UDOSTĘPNIONY FRAGMENT —
================

Kolumna Abratek - gorzki smak destylatu

Wszystko na temat chemicznego oraz mechanicznego oczyszczania końcowego produktu destylacji, włączając węgiel aktywny, nadmanganian potasu, filtracje, klarowanie, pozbywanie się niechcianych substancji, zapachów drożdży itp...

Autor tematu
AAbartek
2
Posty: 2
Rejestracja: sobota, 4 sty 2014, 00:10

Post autor: AAbartek »

Witam. Mam ogromny problem. Rok temu zakupiłem kolumnę abratek z pewnego polecanego na forum źródła (kolumna 1,6 m. z wypełnieniami montowana na kega z grzałką elektryczną). Pełen zapału i chęci wstawiłem dwie beczki 200l gruszek jako nastaw (bez oczyszczania z pestek tylko zmielone na drożdżach gorzelnianych). Wg zaleceń Pana od którego kupiłem sprzęt wygotowałem wypełnienia i przepuściłem na pierwszy raz cukrówkę, wyszła ok. Następnie zacząłem pędzić swoje gruszki. pierwsza destylacja przebiegła dobrze ale podczas drugiej wpadł mi do beczki kawałek gruszki, utknął między grzałkami i się spalił na węgiel. Bimber wyszedł okropny - zółtawego koloru i gorzki. Od tamtej pory wszystko co przegonię wychodzi gorzkie w smaku. Wyrzuciłem za złom wypełnienia, wykręciłem i wyczyściłem grzałki, beczkę moczyłem tygodniami itd. Był moment że po wyrzuceniu wypełnień destylat jaki otrzymałem był spożywalny. Myślałem że teraz będzie tylko lepiej. Nastawiłem w tym roku jabłka również 2 razy 200l. Mamy maj i dopiero nastaw zacząłem przerabiać i ku mojemu zdziwieniu wychodzi znowu gorzki:(
Robiłem dwie próby: jedną gotowałem sok w beczce z grzałkami, drugą nastaw razem z owocami w nowej beczce w łaźni wodnej. W pierwszym i w drugim przypadku gotowałem na szybko bez wypełnienia i bez szczególnego frakcjonowania - odlałem tylko ok 200 ml przedgonu. Destylat jest gorzki i niedobry.

================

MATERIAŁ DO ZADAŃ —

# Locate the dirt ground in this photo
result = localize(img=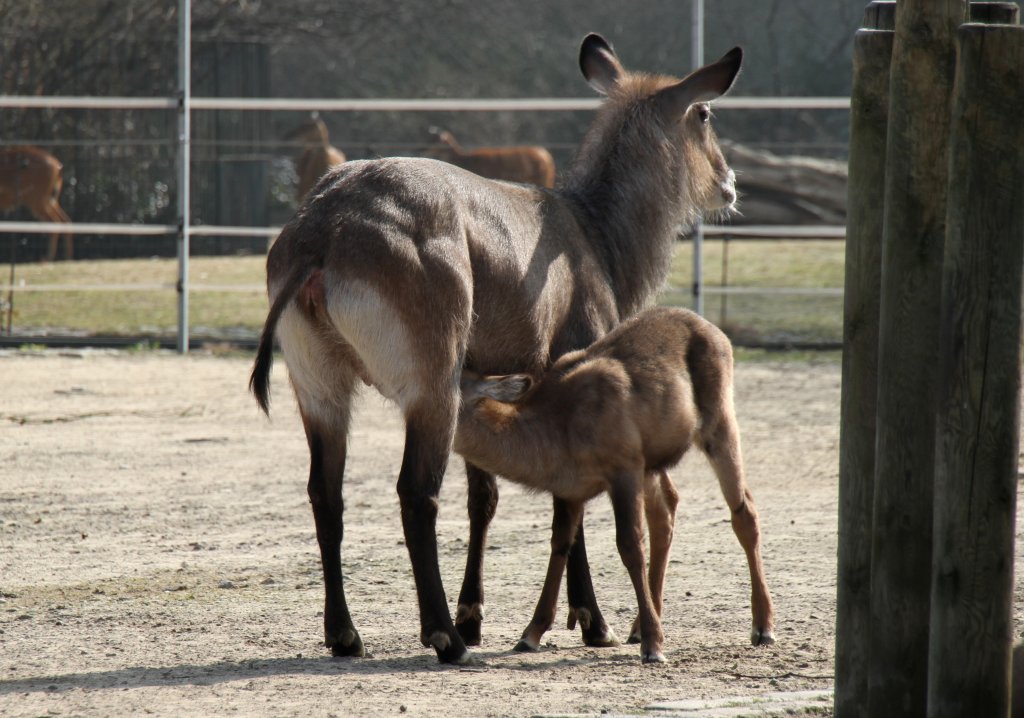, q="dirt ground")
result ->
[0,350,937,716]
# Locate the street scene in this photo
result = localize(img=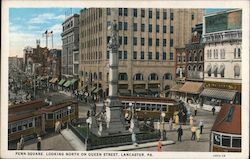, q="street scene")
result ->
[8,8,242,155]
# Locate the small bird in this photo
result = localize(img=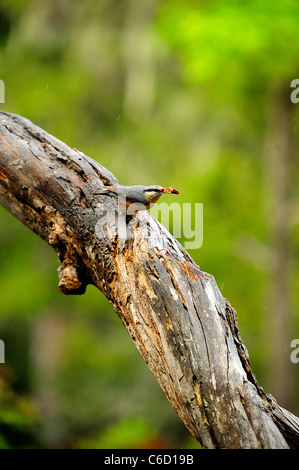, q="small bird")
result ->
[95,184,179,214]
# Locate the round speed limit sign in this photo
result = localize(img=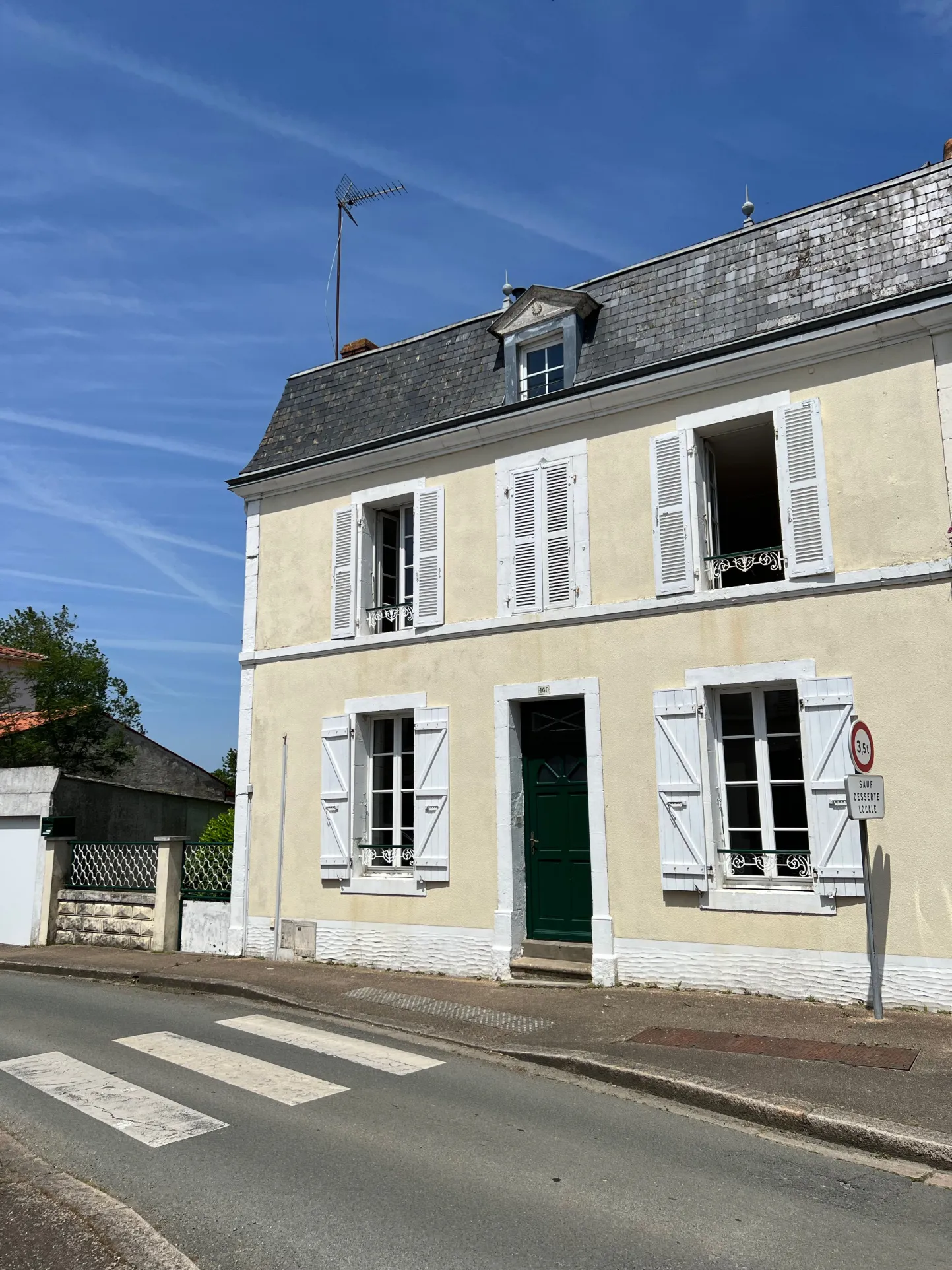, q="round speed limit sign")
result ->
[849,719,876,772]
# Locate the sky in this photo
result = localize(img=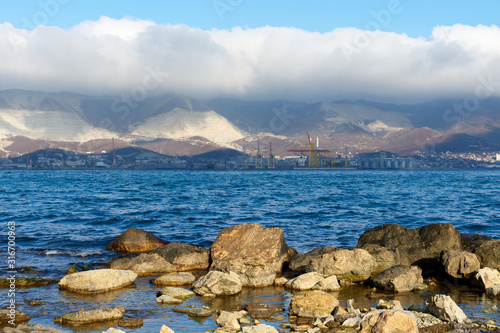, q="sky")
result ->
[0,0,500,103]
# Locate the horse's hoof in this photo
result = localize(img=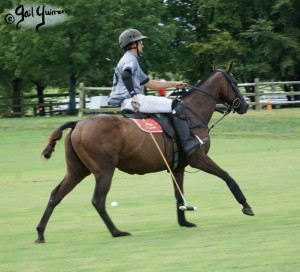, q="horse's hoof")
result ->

================

WYMAGANIA —
(A) Jakie czynności wymienia we fragmencie zdanie zaczynające się od słów „Wyrzuciłem za złom”? Wypisz wszystkie.
(B) Ile wierszy rekordów zawiera słowo „Locate”? Wielkość liter ma znaczenie, a odpowiedzią ma być sama liczba.

ODPOWIEDZI PISEMNE —
(A)
- wyrzucenie wypełnień za złom
- wykręcenie grzałek
- wyczyszczenie grzałek
- moczenie beczki tygodniami

(B) 6